■ **Task to complete**:
Write out everything from the line containing "the wheel arch" down to the end of the material, shifting every point coordinate by adding 79 to each x and y value while leaving all other text unchanged. Omit the pictures.
>> BEGIN Exercise inputs
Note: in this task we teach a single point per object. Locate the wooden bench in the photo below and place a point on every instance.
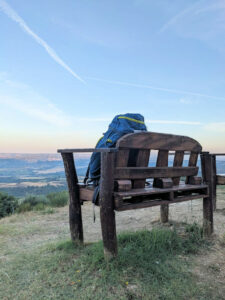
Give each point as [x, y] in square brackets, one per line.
[124, 170]
[218, 179]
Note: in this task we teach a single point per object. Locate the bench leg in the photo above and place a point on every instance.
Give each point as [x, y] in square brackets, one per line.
[75, 217]
[207, 216]
[207, 162]
[107, 214]
[164, 213]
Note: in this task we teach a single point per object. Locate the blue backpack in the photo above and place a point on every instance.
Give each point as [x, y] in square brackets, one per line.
[120, 125]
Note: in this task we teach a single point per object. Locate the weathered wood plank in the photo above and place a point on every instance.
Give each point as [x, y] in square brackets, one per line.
[142, 161]
[154, 172]
[162, 161]
[107, 213]
[207, 173]
[149, 191]
[163, 183]
[214, 170]
[192, 162]
[156, 141]
[195, 180]
[220, 179]
[86, 194]
[75, 217]
[122, 157]
[123, 185]
[152, 203]
[178, 162]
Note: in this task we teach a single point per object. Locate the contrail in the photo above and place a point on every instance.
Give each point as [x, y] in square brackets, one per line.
[16, 18]
[145, 86]
[174, 19]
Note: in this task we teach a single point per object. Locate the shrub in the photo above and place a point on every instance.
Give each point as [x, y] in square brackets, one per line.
[58, 199]
[8, 204]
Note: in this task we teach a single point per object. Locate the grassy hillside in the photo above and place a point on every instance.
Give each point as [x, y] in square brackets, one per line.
[38, 261]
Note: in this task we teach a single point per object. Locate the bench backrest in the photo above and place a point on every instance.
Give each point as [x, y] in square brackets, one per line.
[133, 156]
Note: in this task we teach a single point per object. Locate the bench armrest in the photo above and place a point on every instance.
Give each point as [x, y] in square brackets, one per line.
[76, 150]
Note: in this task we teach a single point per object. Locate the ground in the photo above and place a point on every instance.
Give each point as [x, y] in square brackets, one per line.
[24, 233]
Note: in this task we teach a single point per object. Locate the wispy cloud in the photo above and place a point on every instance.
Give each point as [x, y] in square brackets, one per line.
[144, 86]
[46, 112]
[173, 122]
[179, 16]
[218, 127]
[30, 103]
[12, 14]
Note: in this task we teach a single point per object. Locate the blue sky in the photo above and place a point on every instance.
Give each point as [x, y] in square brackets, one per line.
[67, 67]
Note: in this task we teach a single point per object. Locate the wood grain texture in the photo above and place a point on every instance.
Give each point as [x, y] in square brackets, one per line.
[154, 172]
[220, 179]
[107, 214]
[178, 162]
[192, 162]
[75, 217]
[149, 191]
[156, 141]
[162, 161]
[152, 203]
[207, 174]
[141, 161]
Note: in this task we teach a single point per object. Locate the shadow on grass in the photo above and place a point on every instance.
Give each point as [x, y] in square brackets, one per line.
[150, 265]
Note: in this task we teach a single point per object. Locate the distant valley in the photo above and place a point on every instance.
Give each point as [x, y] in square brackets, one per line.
[38, 174]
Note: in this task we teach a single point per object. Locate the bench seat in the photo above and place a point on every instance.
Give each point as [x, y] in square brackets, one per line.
[149, 196]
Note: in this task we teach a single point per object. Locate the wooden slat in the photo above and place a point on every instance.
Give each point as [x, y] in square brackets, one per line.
[192, 162]
[207, 174]
[162, 161]
[122, 157]
[220, 179]
[150, 191]
[156, 141]
[87, 150]
[154, 172]
[86, 194]
[75, 214]
[178, 162]
[141, 161]
[152, 203]
[107, 214]
[122, 185]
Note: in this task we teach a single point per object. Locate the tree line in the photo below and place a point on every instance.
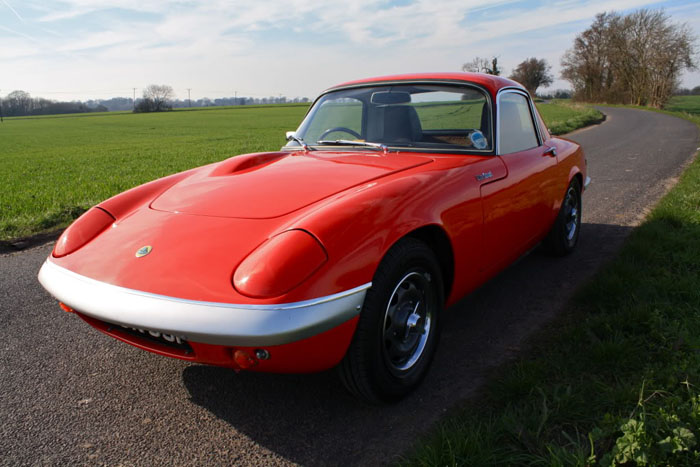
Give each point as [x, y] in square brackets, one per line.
[629, 59]
[636, 59]
[21, 103]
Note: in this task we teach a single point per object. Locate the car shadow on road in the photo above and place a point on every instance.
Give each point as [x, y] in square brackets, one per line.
[311, 420]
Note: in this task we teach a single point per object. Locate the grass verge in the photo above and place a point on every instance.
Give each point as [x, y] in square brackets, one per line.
[564, 116]
[616, 379]
[56, 167]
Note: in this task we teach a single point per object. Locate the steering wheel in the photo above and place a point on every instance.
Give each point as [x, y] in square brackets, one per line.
[339, 128]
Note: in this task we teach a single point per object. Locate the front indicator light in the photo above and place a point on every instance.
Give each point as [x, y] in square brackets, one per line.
[80, 232]
[244, 360]
[279, 265]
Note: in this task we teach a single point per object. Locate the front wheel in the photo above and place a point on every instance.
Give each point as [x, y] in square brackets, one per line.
[399, 325]
[563, 237]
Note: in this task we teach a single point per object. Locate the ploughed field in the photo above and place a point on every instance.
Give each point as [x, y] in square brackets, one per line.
[56, 167]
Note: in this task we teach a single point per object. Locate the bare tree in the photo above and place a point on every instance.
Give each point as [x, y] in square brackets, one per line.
[632, 59]
[533, 73]
[483, 65]
[18, 103]
[156, 98]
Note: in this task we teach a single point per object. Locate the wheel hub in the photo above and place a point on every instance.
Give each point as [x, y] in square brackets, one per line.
[407, 322]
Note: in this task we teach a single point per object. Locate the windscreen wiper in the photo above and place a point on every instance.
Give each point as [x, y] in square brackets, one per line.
[302, 143]
[347, 142]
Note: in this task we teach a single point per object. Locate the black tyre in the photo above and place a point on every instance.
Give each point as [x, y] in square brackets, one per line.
[399, 326]
[563, 237]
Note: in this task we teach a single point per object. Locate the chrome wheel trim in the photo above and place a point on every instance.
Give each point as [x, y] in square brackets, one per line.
[407, 322]
[571, 214]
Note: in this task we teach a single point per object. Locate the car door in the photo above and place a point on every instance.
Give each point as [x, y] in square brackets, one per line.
[517, 208]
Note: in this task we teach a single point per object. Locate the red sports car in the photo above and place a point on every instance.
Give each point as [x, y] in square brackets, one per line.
[394, 198]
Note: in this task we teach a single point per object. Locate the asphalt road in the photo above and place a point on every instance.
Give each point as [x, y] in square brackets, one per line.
[69, 394]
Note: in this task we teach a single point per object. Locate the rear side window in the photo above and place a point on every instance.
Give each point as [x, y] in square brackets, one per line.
[517, 130]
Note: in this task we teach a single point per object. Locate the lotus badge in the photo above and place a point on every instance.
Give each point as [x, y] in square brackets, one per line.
[143, 251]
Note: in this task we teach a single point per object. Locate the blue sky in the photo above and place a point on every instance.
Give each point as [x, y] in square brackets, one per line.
[82, 49]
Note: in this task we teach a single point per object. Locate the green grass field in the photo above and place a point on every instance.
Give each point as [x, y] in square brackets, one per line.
[56, 167]
[616, 379]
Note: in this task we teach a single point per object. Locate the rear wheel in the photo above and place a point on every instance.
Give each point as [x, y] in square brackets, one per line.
[563, 237]
[399, 325]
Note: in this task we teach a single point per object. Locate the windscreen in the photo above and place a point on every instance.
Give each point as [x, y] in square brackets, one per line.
[425, 117]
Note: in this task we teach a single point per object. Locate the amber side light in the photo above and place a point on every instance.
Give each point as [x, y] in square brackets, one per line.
[279, 265]
[80, 232]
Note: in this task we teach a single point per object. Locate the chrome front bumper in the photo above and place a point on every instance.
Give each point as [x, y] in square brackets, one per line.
[206, 322]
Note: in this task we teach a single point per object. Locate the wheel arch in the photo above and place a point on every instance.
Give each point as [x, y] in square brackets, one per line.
[437, 239]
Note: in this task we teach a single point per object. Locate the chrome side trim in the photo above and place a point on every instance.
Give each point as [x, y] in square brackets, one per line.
[207, 322]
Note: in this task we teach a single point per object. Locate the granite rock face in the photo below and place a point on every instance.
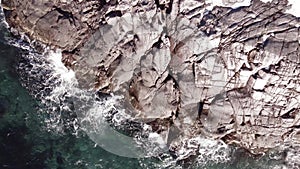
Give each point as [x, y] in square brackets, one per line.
[225, 73]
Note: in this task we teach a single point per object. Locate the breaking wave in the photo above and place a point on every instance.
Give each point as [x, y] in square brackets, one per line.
[67, 107]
>> END Exercise inputs
■ **Exercise response**:
Note: in this task we teach a single point per object. Locate the wheel arch in the photo above and place a point on every instance.
Give each point as [x, y] in square brackets, one per line.
[516, 318]
Note: in this task we teach a single point per object. Locate the chrome side trim in the photo above and place a point on every instance.
Give each point as [x, y] in square brackets, one per line.
[286, 401]
Note: in this task we teach a single point per object. Locate the granite rock face in the photo below and place a point on every instance.
Give each point as [x, y] in square brackets, one per line.
[304, 152]
Note: in this task we teach a single point per object. Locate the breaking wave in the photo above and place a point on every instance.
Give each point as [x, y] in square brackets, one per line.
[146, 186]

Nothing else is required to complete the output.